- _ÉNONCÉ_: Rédigez la suite de l'article sur la visite du pape François au Mexique et l'état des droits humains dans le pays, en reprenant juste après sa dernière phrase.

- _EXTRAIT_:
Le pape François et la mécanique bien huilée des relations publiques Par Erika Guevara-Rosas, directrice du programme Amériques d’Amnesty

La visite du pape François au Mexique a suscité la polémique depuis le début. Il compte parmi les pays les plus fervents catholiques du monde, mais son bilan en matière de droits humains est consternant. Il semblerait que la disparition des étudiants d’Ayotzinapa et la situation de milliers de migrants d’Amérique centrale figurent en bonne place à l’ordre du jour du pape François, ce qui n’est pas pour plaire au gouvernement du président Enrique Peña Nieto.

L’état des lieux au Mexique en ce qui concerne les droits humains est déplorable et rappelle celui des périodes les plus troublées de son histoire récente.

Pas moyen de l’édulcorer, ce n’est que la partie émergée de l’iceberg

Les chiffres parlent d’eux-mêmes : près de la moitié de la population vit dans la pauvreté, et cette proportion grossit. Le nombre moyen de meurtres commis chaque mois dans le cadre de la « guerre contre le crime organisé » menée au Mexique a lui aussi augmenté ces dernières années. Plus de 27 000 personnes ont disparu – dont près de la moitié depuis l’entrée en fonction du président Enrique Peña Nieto en 2012 ; beaucoup ont été victimes de disparitions forcées. Le nombre de cas signalés de torture et d’autres mauvais traitements grimpe en flèche : entre 2013 et 2014, le nombre de plaintes déposées auprès de juridictions fédérales a doublé. Ces crimes font rarement l’objet de véritables enquêtes.

La liste des horreurs recensées aux quatre coins de ce pays coloré et plein de vie est si longue et lugubre qu’elle dévoile une crise des droits humains d’une ampleur épidémique.

- _DONNÉES PRÉSENTÉES_:

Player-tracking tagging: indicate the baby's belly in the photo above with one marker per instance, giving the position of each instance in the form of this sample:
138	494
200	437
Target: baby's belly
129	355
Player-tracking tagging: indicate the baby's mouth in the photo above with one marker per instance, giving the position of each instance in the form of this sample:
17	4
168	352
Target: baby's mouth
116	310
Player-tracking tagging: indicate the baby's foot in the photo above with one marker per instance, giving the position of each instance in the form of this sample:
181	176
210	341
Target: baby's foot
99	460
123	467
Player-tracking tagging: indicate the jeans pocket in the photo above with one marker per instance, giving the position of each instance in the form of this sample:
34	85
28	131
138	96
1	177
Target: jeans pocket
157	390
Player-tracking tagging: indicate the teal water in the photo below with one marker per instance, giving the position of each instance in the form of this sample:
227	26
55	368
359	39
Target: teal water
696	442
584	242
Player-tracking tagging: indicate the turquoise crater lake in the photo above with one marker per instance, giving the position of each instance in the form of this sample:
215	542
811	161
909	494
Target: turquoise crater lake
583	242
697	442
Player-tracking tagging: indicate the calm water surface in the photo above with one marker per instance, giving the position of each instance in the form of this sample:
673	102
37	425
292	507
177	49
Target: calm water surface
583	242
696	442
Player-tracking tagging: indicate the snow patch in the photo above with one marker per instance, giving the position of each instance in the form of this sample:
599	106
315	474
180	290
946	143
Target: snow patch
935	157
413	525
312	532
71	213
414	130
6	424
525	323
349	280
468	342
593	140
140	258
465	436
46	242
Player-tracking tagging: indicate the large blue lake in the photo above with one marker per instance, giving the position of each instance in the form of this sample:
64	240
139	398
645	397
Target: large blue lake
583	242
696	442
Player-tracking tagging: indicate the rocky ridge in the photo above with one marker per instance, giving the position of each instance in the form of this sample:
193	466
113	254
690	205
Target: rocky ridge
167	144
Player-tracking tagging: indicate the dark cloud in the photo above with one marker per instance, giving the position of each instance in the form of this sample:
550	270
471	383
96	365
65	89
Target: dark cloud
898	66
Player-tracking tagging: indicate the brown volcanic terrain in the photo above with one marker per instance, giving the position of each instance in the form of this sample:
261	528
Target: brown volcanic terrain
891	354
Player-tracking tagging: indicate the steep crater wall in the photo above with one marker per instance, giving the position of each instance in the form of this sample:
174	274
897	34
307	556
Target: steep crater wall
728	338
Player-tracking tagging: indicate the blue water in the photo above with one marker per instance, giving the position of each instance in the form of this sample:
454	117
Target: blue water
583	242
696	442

- _PRODUCTION ATTENDUE_:
Pourtant, la stratégie mise en œuvre par le gouvernement du président Peña Nieto semble se résumer en trois mots : « ignorer, dissimuler, nier ». Les autorités refusent d’admettre les taux incroyablement élevés de violations des droits humains constatés dans le pays.

Lors de son discours à l’Assemblée générale des Nations unies à New York le 26 septembre, le président Peña Nieto a eu l’audace d’affirmer que le Mexique respecte les droits fondamentaux.

Hasard du calendrier, il a prononcé ces mots le jour du premier anniversaire de la disparition forcée des 43 étudiants d’Ayotzinapa. Ce jour-là, au Mexique, des milliers de personnes exigeaient des investigations dignes de ce nom sur les milliers de disparitions constatées chaque année à travers le pays.

Cette attitude est aggravée par le fait que les autorités mexicaines sont promptes à dissimuler la vérité. Faisant fi des demandes d’organismes nationaux et d’organes internationaux des Nations unies, le Mexique a choisi, pour la deuxième année consécutive, de ne pas publier de statistiques concernant le nombre de personnes tuées ou blessées lors de heurts avec la police et les forces militaires, dans le cadre de la lutte contre les cartels de la drogue et le crime organisé.

Ignorer et dissimuler les faits ne suffit plus ? Les autorités ont recours au déni pur et simple. Il ne s’agit pas seulement des disparitions.

En effet, Enrique Peña Nieto et son gouvernement refusent d’admettre que la torture est un problème au Mexique alors que, d’après les chiffres officiels, on a enregistré une augmentation de 600 % du nombre de plaintes pour torture par rapport à l’année 2003.

Lorsqu’on l’interroge publiquement sur la situation des droits humains au Mexique, le président évoque en détail les lois que son gouvernement soumet au Congrès en vue de combattre la torture et les disparitions forcées, esquivant le fait que, par exemple, sur les milliers de plaintes pour torture enregistrées entre 2005 et 2013, les juridictions fédérales n’ont examiné que 123 affaires, dont seulement sept ont abouti à une condamnation aux termes de la législation fédérale. Il aime aussi à pointer du doigt les horreurs de la « guerre contre le crime organisé » comme la cause unique de tous les maux du Mexique.

Mais les actes sont plus éloquents que les discours

Lors de la visite du pape François, le bureau des relations publiques du gouvernement mexicain, mécanique bien huilée, va sans doute faire des heures supplémentaires – et s’efforcer de passer sous silence les massacres, les très nombreuses disparitions, les informations récurrentes faisant état de torture et autres violations graves des droits humains.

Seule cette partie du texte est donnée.